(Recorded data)
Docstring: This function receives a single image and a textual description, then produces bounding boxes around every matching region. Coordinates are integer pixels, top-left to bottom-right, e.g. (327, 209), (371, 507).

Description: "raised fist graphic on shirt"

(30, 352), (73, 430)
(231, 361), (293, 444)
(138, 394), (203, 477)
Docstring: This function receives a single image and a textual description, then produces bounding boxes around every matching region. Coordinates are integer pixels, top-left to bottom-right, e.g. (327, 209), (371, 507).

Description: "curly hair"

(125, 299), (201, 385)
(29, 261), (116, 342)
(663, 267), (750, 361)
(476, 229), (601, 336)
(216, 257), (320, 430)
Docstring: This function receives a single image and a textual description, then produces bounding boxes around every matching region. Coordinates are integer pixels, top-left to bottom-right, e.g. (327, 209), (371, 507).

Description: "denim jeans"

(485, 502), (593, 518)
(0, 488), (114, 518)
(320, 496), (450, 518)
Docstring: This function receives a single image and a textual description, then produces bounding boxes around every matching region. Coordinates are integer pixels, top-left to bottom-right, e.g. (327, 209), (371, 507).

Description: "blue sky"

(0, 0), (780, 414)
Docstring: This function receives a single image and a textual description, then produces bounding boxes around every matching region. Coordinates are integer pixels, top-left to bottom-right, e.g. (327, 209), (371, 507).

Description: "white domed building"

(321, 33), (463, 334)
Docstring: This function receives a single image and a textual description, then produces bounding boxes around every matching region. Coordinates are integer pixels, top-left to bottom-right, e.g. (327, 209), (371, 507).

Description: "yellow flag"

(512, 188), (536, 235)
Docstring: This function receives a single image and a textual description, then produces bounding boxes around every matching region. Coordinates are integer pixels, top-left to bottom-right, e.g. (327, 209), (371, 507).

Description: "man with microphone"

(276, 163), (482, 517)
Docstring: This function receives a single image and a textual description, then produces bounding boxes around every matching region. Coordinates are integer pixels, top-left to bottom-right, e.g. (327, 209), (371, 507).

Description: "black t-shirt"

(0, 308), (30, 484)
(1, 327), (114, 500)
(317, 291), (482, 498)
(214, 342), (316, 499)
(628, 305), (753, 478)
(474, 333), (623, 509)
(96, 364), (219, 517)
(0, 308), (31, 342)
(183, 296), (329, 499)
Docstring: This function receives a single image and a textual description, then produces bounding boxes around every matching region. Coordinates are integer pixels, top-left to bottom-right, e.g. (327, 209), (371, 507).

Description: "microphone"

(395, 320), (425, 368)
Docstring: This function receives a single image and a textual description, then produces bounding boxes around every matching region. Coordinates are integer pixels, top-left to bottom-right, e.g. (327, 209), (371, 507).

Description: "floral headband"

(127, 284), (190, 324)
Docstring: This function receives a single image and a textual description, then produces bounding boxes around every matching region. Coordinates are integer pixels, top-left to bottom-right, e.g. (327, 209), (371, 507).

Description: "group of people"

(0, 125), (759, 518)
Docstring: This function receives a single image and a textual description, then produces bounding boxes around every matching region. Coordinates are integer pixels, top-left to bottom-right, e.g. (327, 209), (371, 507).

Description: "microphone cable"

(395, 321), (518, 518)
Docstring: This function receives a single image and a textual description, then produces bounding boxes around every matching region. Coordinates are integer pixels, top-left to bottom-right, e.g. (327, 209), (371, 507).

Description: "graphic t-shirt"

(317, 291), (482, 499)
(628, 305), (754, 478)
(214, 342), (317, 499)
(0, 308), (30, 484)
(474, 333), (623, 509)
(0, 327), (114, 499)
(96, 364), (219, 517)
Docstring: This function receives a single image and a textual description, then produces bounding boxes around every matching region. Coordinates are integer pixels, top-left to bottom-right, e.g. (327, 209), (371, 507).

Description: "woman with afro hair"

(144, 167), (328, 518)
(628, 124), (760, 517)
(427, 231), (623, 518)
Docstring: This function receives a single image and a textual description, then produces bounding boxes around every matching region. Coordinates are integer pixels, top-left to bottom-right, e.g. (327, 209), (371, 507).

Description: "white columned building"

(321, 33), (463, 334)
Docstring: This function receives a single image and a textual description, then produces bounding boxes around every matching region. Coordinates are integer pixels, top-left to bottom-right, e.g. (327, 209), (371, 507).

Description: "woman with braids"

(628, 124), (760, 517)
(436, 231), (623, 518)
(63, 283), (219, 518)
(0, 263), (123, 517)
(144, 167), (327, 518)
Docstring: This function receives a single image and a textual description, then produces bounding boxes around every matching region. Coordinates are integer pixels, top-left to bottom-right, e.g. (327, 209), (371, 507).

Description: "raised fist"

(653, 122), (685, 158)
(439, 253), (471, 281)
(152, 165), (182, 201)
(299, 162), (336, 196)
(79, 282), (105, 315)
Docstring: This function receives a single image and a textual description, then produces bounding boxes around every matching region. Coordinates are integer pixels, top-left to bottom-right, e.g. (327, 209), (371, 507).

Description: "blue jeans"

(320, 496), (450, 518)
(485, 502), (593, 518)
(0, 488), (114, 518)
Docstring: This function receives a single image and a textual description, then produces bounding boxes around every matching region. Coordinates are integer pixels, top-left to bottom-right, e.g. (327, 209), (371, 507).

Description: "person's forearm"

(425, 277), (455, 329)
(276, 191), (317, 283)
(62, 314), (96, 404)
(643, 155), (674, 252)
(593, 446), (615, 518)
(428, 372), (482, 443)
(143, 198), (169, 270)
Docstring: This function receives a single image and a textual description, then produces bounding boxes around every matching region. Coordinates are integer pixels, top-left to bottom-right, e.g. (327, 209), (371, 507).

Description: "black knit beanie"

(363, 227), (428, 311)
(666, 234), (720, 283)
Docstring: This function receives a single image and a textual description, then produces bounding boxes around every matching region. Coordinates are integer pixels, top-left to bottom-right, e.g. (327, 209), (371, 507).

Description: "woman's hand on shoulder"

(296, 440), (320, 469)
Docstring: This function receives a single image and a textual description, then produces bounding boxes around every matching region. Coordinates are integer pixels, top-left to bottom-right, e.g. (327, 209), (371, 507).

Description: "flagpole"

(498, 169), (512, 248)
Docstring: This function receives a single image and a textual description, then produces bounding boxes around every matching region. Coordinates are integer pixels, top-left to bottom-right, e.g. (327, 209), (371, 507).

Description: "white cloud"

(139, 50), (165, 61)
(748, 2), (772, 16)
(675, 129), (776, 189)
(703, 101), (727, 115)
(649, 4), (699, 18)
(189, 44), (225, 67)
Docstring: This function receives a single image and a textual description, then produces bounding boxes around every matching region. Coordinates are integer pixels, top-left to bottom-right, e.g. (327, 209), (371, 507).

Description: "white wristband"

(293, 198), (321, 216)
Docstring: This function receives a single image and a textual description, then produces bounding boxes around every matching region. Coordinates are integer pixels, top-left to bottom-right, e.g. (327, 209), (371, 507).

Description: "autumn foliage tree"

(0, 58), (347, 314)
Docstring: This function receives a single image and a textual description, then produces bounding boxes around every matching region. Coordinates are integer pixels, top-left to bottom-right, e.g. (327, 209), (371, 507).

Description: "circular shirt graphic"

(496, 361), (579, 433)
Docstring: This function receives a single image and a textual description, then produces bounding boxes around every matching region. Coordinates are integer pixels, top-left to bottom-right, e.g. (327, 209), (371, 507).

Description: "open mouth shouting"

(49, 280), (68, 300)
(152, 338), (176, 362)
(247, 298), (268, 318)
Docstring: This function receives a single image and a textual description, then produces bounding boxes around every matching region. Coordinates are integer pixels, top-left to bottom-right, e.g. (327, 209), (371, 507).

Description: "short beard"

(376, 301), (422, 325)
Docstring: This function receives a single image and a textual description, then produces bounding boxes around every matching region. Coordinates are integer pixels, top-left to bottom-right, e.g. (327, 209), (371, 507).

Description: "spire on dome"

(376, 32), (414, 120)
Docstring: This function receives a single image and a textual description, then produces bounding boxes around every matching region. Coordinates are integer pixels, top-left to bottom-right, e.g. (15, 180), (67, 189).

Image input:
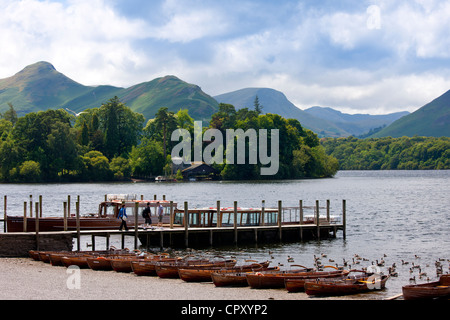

- YOUR INSTRUCTIONS -
Swap "denim jeans" for "blue jeans" in the rows from the start of the recorded data through the line containing "(512, 188), (536, 235)", changing nothing else. Give back only those lines.

- OUTPUT BELOW -
Docstring: This function receives a single image and a textual description, then produces bounding boxes around every matching region. Coordinates are integer pixels, top-left to bottom-right, e.g. (327, 209), (371, 507).

Description: "raised fist graphic on shirt"

(30, 352), (73, 430)
(231, 361), (293, 444)
(138, 394), (203, 477)
Docstring: This function receives a single image and a textual description, then produces bounding boxes around every matching region. Coordinates are integer pixels, top-left to bottom-right, e.g. (327, 209), (371, 507).

Description: "curly hair"

(125, 299), (201, 385)
(29, 261), (116, 342)
(663, 267), (750, 361)
(476, 229), (601, 336)
(216, 257), (320, 430)
Docstring: This function receives a single image and a textual description, then produces bounding boxes around every matching region. Coordinates are integer pixels, top-left to bottom-right, e.g. (327, 209), (371, 507).

Description: "blue jeans"

(485, 502), (593, 518)
(0, 488), (114, 518)
(320, 496), (450, 518)
Docstring: This function receives a single image and a textual description, then produces bounding boxes around every matching region. Coordinates are integer pixels, top-left to bottom-right, e.g. (327, 209), (371, 507).

Description: "blue sky"

(0, 0), (780, 414)
Docstring: This function receives a single image and a textual description, then produces bounding boxes around every matching region. Coordinates are integer pixels, top-left to bottom-right, e.g. (327, 209), (371, 507).

Description: "white domed building"

(321, 33), (463, 334)
Docstring: This function receives a single image and a textual description, then produces bounding boxes around every matching region. Coordinates are integer pixels, top-left to bottom-right, e.g. (327, 209), (371, 507).

Description: "yellow flag"

(512, 188), (536, 235)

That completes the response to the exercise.